## DOCUMENT SEGMENT:
Aimed at proposing for a research agenda, she claimed as fundamental to measure the impacts of the pandemic related to the 2030 Sustainable Development Goals, as well as in the generation of new inequalities and extreme poverty. She also emphasized the five core pillars for post-COVID-19 recovery: health systems, social protection, economic response, macroeconomic policies (among which is the scientific development policy), and social cohesion. “In a reconstruction process, these pillars are vital, as well as a multidisciplinary approach that shall also be needed”, said Nísia, highlighting that a response to the crisis should be aligned with sustainable development and take into account both environmental and demographic challenges.

In addition to Fiocruz’s president, the event had the participation of the coordinator of Fiocruz Global Health Center (Cris/Fiocruz), Paulo Buss; the director of the Biomedical Sciences Institute at the University of São Paulo (USP), Luis Carlos Ferreira; and the director of the Global Health Institute at the University of Yale, Saad Omer.

The coordinator of Cris/Fiocruz had its intervention focused on the essential functions and services for public health that should be monitored and sought to be improved across the entire health system. Such functions include the assessment and monitoring of the population’s health, effective communication, creation of policies, and the establishment and maintenance of a workforce and health infrastructure, among others. For the researcher, the inequities towards access and focus on a curative approach are the scenario that should be reversed.

Buss emphasized the importance of “identifying the weaknesses and strengths of health systems, considering their essential functions”. For such, a joint study is needed between the academy and health managers, in order to define research needs. Lastly, Buss mentioned that the challenges also imply the development of innovations for surveillance systems, including genomic surveillance.

## ACTIVITY LIST:
1) In the Fiocruz event passage, what five core pillars did Nísia emphasize for post-COVID-19 recovery?
2) Do these statements agree with the Fiocruz event passage? Answer yes or no for each and quote the deciding words. (a) Saad Omer directs the Global Health Institute at the University of Yale. (b) Buss held that the focus on a curative approach should be reversed. (c) Luis Carlos Ferreira coordinates the Fiocruz Global Health Center.
3) Can you resume the Fiocruz event passage from the point where it stops?

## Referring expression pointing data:
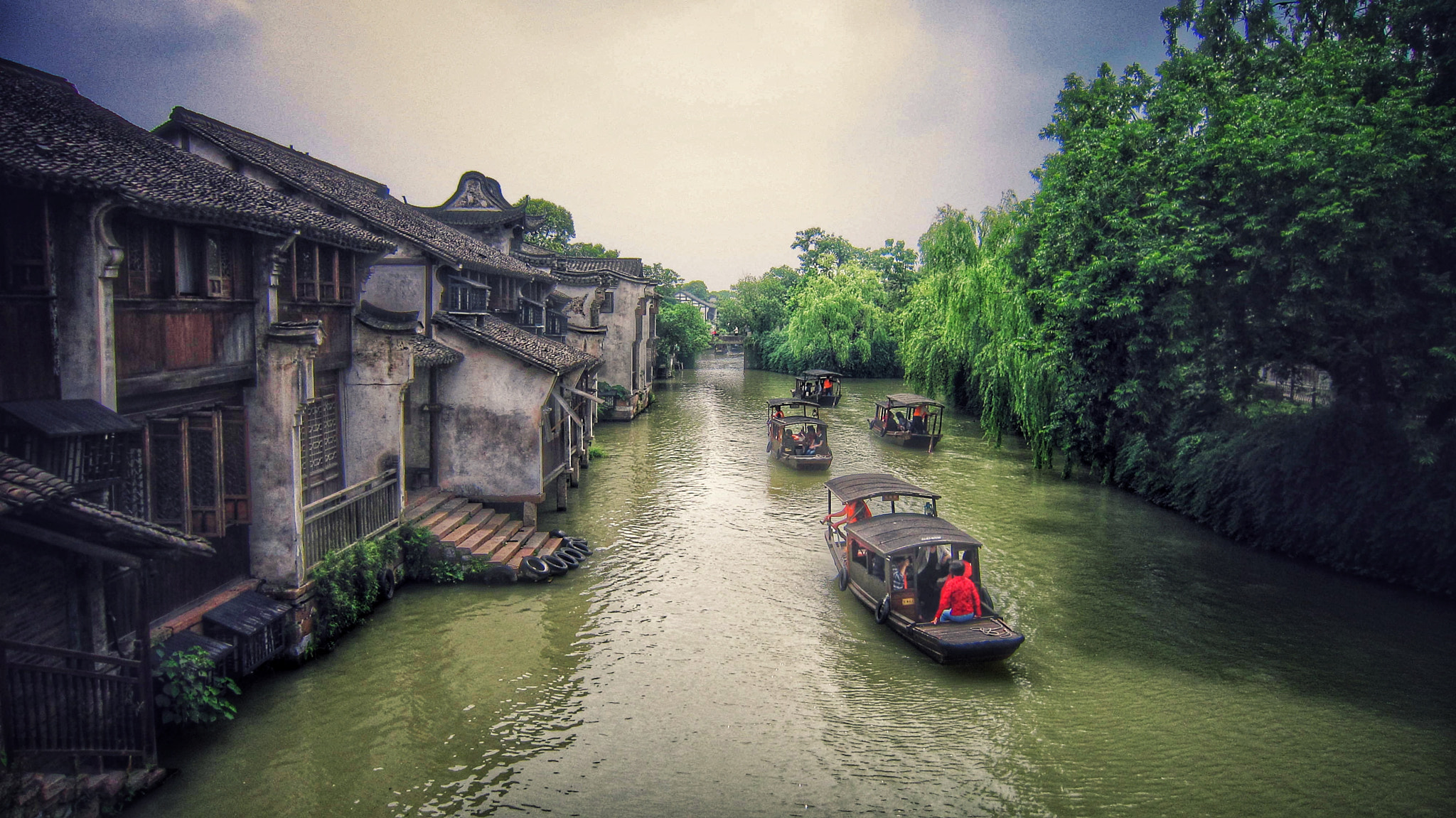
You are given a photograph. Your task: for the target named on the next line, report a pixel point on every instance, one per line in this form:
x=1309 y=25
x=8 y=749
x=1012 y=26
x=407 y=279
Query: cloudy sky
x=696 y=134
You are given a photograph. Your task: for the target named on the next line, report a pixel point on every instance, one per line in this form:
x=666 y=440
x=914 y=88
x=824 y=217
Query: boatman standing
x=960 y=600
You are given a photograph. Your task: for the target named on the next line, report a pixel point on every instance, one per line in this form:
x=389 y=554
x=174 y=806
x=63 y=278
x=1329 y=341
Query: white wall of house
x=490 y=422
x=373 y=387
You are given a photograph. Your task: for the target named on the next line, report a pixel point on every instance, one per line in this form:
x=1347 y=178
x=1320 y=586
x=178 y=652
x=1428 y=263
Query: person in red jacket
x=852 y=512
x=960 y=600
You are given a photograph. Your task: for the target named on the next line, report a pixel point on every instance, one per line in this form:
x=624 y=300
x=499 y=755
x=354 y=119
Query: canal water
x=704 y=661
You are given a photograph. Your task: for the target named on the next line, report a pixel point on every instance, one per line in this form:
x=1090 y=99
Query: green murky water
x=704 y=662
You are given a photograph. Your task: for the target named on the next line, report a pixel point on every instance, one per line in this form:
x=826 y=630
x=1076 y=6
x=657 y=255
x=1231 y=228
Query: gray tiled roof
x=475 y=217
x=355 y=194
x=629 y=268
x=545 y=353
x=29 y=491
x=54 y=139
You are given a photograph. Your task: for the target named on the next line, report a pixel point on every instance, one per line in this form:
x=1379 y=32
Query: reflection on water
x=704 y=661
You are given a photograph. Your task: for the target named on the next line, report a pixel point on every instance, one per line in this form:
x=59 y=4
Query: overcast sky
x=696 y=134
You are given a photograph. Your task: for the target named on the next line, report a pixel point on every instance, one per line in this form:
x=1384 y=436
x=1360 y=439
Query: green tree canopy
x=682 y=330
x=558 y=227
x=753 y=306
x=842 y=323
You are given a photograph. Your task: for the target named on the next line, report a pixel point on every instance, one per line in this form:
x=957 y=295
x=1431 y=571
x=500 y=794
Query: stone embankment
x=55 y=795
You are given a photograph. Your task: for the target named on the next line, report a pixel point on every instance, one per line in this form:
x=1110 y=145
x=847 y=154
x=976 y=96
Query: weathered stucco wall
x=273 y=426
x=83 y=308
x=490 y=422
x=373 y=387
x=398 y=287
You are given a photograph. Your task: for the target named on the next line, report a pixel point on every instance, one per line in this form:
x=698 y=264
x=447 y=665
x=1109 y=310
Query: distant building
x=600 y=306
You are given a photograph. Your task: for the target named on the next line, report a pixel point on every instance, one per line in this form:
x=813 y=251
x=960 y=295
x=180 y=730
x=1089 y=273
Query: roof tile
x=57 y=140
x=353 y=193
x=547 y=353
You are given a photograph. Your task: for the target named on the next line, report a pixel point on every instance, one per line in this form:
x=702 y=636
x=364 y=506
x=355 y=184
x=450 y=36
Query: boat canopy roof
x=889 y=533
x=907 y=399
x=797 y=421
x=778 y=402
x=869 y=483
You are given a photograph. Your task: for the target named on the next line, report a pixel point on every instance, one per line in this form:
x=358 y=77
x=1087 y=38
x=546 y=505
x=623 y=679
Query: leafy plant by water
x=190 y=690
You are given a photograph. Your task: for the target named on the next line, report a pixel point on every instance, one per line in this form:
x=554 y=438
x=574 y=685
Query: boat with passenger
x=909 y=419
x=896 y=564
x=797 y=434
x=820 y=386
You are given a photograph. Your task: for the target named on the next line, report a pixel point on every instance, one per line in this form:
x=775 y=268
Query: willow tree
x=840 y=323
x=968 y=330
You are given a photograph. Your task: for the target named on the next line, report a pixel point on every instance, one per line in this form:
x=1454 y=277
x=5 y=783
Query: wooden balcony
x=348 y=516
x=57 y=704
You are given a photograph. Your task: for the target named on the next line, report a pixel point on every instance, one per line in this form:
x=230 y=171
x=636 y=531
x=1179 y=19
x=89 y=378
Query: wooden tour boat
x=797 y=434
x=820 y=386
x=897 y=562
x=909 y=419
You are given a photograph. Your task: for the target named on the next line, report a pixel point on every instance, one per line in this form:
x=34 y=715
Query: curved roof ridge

## RESPONSES:
1) Health systems, social protection, economic response, macroeconomic policies (including the scientific development policy), and social cohesion.

2)
(a) Yes: "the director of the Global Health Institute at the University of Yale, Saad Omer"
(b) Yes: "the inequities towards access and focus on a curative approach are the scenario that should be reversed"
(c) No: "the coordinator of Fiocruz Global Health Center (Cris/Fiocruz), Paulo Buss"

3)
The director of the Biomedical Sciences Institute at USP, Luis Carlos Ferreira, highlighted the need for a joint work between the universities and other players in the society, as well as among themselves. Ferreira emphasized that the pandemic is showing the importance for research centers to work closely with companies, such as those producing vaccines. This makes it easier for knowledge to be translated in a fluid, efficient manner from the academy to the market, and vice-versa.

Closing the group of lecturers, Saad Omer highlighted that the biggest failures of the pandemic were not related to the scientific area, but rather to governance in health. “We’ve had many scientific tools, including newly-developed ones. But the need for a well-guided governance in terms of public health, that could make decisions grounded on science, became clear”. Omer also reminded that the institutions that managed to think on networks were more successful, while those that attempted to work by themselves failed. In this sense, team science acquired a new relevance. Lastly, the professor mentioned the service mission of universities and research institutions. For him, it is the duty of such institutions “to keep the memories of lessons learned alive and focus by means of intellectual efforts”.